Problem to solve:
Update the material below by changing each occurrence of "one pin per instance" to "a single pin for each instance" and leaving every other line as it is.

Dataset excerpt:
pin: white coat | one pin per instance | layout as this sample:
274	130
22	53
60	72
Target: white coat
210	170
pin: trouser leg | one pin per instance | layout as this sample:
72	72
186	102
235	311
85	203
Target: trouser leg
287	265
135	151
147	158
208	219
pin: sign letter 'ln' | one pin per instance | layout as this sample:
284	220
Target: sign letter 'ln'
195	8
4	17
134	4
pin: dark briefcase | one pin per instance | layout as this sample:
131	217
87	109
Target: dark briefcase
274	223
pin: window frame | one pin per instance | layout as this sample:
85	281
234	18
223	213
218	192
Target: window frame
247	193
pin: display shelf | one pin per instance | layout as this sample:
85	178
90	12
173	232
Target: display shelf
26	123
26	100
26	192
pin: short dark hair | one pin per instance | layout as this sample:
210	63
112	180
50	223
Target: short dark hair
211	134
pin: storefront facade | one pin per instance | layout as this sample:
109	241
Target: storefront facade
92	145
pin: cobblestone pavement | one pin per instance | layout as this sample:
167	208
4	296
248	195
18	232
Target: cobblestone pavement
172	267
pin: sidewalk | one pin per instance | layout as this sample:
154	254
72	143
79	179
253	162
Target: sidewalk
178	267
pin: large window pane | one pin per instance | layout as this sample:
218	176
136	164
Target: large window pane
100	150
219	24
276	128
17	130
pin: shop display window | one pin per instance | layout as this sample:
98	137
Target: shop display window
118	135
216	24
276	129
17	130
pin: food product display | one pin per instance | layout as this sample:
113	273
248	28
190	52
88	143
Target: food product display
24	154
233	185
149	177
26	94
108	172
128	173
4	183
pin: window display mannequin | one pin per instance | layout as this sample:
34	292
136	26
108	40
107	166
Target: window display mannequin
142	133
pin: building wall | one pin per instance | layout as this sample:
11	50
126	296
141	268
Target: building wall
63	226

Output:
pin: white coat | a single pin for each instance | layout as this sample:
274	130
22	53
60	72
Target: white coat
210	170
pin: trouser leg | a single pin for each instance | layout as this sample:
72	72
186	102
235	311
85	203
Target: trouser leg
287	265
135	151
147	158
208	219
pin: sign letter 'ln' | a single pin for each instance | layout as this sample:
284	220
Target: sign letter 'ln'
195	8
4	17
134	4
pin: dark briefcase | a single pin for each instance | layout as this sample:
131	217
87	109
Target: dark briefcase
274	223
pin: window frame | a single pin for each instance | layout as this sample:
85	281
234	18
223	213
218	192
Target: window frame
247	193
pin: display shelf | a single pin for each instance | layout as this sample:
85	178
90	12
173	232
Target: display shelf
26	123
26	100
26	192
pin: short dark hair | a single pin for each instance | layout as this sample:
210	63
112	180
50	223
Target: short dark hair
211	134
pin: storefront facade | a single pin for each instance | layout as this sample:
109	241
Target: storefront facade
92	145
pin: cobblestone pavement | a single pin for each instance | layout as this sample:
167	208
4	296
248	195
18	232
Target: cobblestone pavement
172	267
pin: sidewalk | a single pin for each instance | layout as this sample:
154	254
72	143
79	179
253	162
Target: sidewalk
178	267
pin: large window pane | a single pin for each instance | layout as this sample:
218	176
136	164
Target: large window pane
100	150
219	24
276	128
17	130
pin: shop display window | a single pin for each instance | layout as this sample:
98	137
Target: shop display window
118	135
216	24
276	129
17	130
pin: food product display | a single pin for each instance | layout as this sample:
113	273
248	28
190	52
88	143
Target: food product display
24	154
233	185
149	177
26	94
108	172
128	173
4	183
pin: window display mannequin | a single pin for each instance | layout as this sample:
34	292
136	26
108	40
107	166
Target: window display mannequin
142	133
pin: building wall | a single pin for each instance | layout as this sample:
11	50
126	296
141	268
Target: building wall
63	226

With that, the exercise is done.